Can you rewrite the records below with "dropping a point on" changed to "placing a marker on" everywhere and nothing else altered?

**** Data provided ****

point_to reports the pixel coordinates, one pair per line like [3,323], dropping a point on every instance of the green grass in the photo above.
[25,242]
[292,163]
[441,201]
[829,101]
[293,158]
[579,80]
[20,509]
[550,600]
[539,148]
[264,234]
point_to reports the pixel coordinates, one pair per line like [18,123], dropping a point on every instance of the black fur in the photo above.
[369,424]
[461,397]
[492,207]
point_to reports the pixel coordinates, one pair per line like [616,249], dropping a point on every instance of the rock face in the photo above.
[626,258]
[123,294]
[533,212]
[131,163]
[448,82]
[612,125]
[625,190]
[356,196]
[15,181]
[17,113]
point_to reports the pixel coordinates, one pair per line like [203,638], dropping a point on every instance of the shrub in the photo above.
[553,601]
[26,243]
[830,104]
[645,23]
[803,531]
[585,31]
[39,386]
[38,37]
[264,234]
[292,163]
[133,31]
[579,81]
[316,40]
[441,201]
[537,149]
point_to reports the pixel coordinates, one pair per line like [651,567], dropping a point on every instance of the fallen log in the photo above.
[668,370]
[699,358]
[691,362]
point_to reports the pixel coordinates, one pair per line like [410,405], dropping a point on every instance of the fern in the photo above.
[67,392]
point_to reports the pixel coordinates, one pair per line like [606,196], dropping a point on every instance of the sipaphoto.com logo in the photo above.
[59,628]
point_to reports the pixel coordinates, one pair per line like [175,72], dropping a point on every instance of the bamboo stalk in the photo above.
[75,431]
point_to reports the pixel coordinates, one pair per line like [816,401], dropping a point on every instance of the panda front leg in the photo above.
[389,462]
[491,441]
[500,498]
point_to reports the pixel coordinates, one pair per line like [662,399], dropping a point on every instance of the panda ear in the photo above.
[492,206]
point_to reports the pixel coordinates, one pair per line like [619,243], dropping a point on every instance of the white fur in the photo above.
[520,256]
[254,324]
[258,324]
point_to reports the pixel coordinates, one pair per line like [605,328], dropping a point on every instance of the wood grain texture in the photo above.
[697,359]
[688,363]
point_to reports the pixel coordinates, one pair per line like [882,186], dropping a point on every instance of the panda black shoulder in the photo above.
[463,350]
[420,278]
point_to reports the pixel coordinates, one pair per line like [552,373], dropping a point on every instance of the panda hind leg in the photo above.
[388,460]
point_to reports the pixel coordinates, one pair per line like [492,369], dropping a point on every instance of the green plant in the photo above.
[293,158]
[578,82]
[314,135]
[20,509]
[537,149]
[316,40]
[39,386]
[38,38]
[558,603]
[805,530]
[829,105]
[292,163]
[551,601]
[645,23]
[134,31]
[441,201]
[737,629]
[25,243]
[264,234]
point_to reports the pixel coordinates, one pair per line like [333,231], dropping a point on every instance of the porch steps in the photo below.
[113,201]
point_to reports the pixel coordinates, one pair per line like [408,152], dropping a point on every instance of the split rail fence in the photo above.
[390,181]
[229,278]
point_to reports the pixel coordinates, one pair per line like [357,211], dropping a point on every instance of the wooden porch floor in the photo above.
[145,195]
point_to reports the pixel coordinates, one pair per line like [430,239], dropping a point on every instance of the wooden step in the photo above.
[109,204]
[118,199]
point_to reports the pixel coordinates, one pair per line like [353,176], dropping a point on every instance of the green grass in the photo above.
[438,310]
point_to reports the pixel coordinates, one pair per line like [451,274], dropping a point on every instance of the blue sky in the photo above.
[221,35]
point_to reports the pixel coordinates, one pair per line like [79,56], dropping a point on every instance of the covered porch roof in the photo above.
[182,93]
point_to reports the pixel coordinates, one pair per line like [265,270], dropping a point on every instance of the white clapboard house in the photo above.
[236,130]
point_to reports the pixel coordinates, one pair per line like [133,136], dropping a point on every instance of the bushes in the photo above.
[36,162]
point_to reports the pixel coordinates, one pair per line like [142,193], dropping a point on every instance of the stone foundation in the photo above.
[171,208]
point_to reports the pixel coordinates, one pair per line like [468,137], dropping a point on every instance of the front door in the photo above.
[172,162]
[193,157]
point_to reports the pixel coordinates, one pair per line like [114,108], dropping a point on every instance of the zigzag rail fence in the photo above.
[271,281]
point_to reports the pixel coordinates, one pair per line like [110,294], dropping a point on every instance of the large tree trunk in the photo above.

****

(Answer for this exercise):
point_to reports the pixel coordinates, one pair per line like [3,323], placing a marker on every instance of the green grass in the photo above.
[25,242]
[292,163]
[441,201]
[829,101]
[293,158]
[579,80]
[20,509]
[550,600]
[539,148]
[264,234]
point_to reports the pixel coordinates, one pair per line like [18,123], placing a marker on every instance of the black fur in the photo above.
[369,424]
[461,397]
[492,207]
point_to reports the pixel coordinates, one pair per line like [616,249], placing a marker on every instance of the rock face in the photo above.
[626,258]
[123,294]
[533,212]
[131,163]
[448,82]
[612,125]
[625,190]
[356,196]
[15,181]
[17,113]
point_to reports the pixel coordinates, one pair per line like [203,638], placing a marker on every instance of the shrub in the photo above.
[553,601]
[26,243]
[830,104]
[645,23]
[803,531]
[585,31]
[39,386]
[38,37]
[264,234]
[292,163]
[133,31]
[579,81]
[316,40]
[441,201]
[537,149]
point_to reports the pixel coordinates, one pair per line like [651,567], placing a marker on every instance of the fallen log in the photo above.
[668,370]
[699,358]
[691,362]
point_to reports the pixel coordinates, one pair per line like [410,405], placing a marker on every instance of the fern in the photo above.
[67,392]
point_to reports the pixel coordinates, one pair per line like [606,196], placing a marker on every instance of the sipaphoto.com logo in the photo above.
[59,628]
point_to reports the pixel coordinates, one pair per line like [175,72], placing a marker on every instance of the bamboo stalk in the photo above.
[75,431]
point_to reports the pixel coordinates, one pair per line like [816,401], placing a marker on every instance of the panda front leg in the photo above.
[389,462]
[491,441]
[500,498]
point_to reports the pixel coordinates, one pair per line like [662,399], placing a marker on every instance of the panda ear in the photo above.
[492,206]
point_to reports the pixel coordinates, one pair per line like [619,243], placing a marker on every instance of the white fur in the photo above.
[520,256]
[254,324]
[258,324]
point_to reports the pixel coordinates, one pair per line like [605,328], placing a marker on every instance of the wood grain texture in the photo above.
[697,359]
[688,363]
point_to reports the pixel coordinates, one pair per line like [882,186], placing a marker on every instance of the panda black shoulder in the photo above.
[463,350]
[420,278]
point_to reports the pixel coordinates, one pair per line like [552,373], placing a marker on every instance of the panda hind leg in the photo above.
[388,460]
point_to reports the pixel coordinates, one pair per line like [492,369], placing a marker on every instance of the green plant in the photo above.
[293,158]
[578,82]
[314,135]
[20,509]
[537,149]
[316,40]
[39,386]
[38,38]
[558,603]
[805,530]
[829,105]
[292,163]
[551,601]
[645,23]
[134,31]
[441,201]
[737,629]
[25,243]
[264,234]
point_to reports the pixel coordinates, one pair per line like [333,231], placing a marker on every instance of the porch steps in the photo below.
[113,201]
point_to reports the pixel coordinates, one pair per line like [408,152], placing a marker on every instance of the split rail fence in the photo above.
[390,181]
[229,278]
point_to reports the pixel coordinates, one pair per line like [357,211], placing a marker on every instance of the wooden porch floor in the photo above.
[145,195]
point_to reports the pixel coordinates, one pair per line like [430,239], placing a marker on every instance of the wooden step in the photo above.
[109,204]
[118,199]
point_to reports the pixel coordinates, one pair per line like [353,176], placing a marker on every instance of the green grass in the photo above.
[438,310]
point_to reports the pixel coordinates, one pair per line like [451,274], placing a marker on every instance of the blue sky in the photo above.
[221,35]
point_to reports the pixel coordinates, one pair per line like [79,56], placing a marker on every instance of the covered porch roof in the photo above.
[182,93]
point_to reports the pixel coordinates, one pair per line like [265,270], placing a marker on every instance of the white clapboard house in the photo above.
[236,130]
point_to reports the pixel coordinates, one pair per line like [133,136], placing a marker on every instance of the bushes in the photo above.
[36,162]
point_to reports the pixel coordinates, one pair per line like [142,193], placing a marker on every instance of the stone foundation in the photo above.
[171,208]
point_to reports the pixel coordinates, one pair per line like [468,137], placing a marker on every instance of the front door in the photo above.
[172,162]
[193,157]
point_to reports the pixel coordinates, one pair per line like [114,108], placing a marker on every instance of the zigzag rail fence in the photo above.
[271,281]
point_to reports the pixel coordinates, one pair per line like [110,294], placing a marker on every instance of the large tree trunk in the photo above.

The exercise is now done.